**EXERCISE:** Print, please, the line that contains "the white window" and each line after it to the end of the entries, unchanged and with nothing else.

↓

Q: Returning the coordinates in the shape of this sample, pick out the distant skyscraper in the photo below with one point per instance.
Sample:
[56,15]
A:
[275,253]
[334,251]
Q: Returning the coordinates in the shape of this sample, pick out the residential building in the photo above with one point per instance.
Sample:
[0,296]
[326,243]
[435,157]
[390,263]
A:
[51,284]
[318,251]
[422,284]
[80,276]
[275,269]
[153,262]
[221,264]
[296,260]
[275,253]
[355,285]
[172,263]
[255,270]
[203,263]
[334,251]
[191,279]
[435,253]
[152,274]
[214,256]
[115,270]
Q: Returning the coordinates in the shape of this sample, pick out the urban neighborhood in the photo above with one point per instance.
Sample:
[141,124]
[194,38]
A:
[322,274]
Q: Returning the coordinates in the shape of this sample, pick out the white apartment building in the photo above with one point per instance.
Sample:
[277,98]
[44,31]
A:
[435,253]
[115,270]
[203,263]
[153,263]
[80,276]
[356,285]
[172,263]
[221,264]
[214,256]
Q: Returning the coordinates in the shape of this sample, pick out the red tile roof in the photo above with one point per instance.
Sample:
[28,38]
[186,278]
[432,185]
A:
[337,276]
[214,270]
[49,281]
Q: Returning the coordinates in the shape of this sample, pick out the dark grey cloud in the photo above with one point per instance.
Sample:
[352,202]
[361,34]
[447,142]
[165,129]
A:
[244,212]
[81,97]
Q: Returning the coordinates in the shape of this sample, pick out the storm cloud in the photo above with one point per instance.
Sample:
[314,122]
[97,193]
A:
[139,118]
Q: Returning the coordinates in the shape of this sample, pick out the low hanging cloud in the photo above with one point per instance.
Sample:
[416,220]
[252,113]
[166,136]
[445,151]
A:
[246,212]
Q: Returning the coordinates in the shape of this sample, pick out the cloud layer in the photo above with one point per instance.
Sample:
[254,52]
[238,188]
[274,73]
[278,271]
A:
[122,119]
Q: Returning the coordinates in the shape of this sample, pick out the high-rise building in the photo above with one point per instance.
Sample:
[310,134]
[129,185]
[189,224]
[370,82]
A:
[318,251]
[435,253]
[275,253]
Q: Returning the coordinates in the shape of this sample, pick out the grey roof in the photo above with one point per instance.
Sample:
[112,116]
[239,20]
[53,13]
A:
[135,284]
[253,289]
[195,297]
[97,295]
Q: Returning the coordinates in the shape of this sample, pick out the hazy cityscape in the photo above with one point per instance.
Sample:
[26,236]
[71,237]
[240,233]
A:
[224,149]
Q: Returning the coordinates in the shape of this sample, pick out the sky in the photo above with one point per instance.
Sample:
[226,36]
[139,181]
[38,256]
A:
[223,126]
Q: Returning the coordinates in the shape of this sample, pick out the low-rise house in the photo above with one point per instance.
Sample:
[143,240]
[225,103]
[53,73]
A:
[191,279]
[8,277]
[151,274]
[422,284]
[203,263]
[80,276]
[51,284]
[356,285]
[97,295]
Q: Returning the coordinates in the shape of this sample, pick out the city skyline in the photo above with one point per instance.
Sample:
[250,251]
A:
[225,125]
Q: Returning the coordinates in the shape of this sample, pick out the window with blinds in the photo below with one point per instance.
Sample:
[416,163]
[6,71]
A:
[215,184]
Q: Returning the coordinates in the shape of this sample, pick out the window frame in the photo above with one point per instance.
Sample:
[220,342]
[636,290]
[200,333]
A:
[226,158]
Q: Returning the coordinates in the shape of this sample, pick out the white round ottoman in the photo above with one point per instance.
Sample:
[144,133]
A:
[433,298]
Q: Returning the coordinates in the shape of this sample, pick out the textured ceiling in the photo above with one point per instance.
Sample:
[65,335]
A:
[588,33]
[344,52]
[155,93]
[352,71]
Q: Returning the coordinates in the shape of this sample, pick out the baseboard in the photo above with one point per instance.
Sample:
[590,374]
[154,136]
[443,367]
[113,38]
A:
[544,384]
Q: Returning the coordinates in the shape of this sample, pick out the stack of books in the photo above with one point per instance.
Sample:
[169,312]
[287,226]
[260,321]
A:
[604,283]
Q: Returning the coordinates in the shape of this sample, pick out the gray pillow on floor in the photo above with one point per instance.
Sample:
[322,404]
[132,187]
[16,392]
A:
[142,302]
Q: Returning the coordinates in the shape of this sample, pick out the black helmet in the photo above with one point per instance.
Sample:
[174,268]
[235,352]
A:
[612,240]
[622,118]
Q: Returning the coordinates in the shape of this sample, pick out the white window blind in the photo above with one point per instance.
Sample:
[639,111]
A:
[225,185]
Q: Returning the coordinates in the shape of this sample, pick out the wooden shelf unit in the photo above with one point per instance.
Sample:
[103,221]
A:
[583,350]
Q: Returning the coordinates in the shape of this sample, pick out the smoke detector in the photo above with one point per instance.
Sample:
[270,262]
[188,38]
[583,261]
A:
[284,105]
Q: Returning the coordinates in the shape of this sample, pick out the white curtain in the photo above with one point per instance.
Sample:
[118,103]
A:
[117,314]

↑

**SOLUTION TO THE EXERCISE:**
Q: Returning the coordinates in the shape of this sample, pick out the white window blind in the photo above with one point per instance.
Sample:
[639,111]
A:
[225,185]
Q: Returning the coordinates in the shape of this sample, pick out the wooden shelf unit in the photo above with one point per instance.
Sample:
[103,221]
A:
[583,350]
Q: Returning the coordinates in the shape of this sample, pick out the smoke detector in the photo above with one point per instance.
Sample:
[270,262]
[188,38]
[583,261]
A:
[284,105]
Q: Returning the coordinates in the shape of this sample, pick out the white curtain in the photo above with one point per instance.
Sample:
[118,103]
A:
[117,314]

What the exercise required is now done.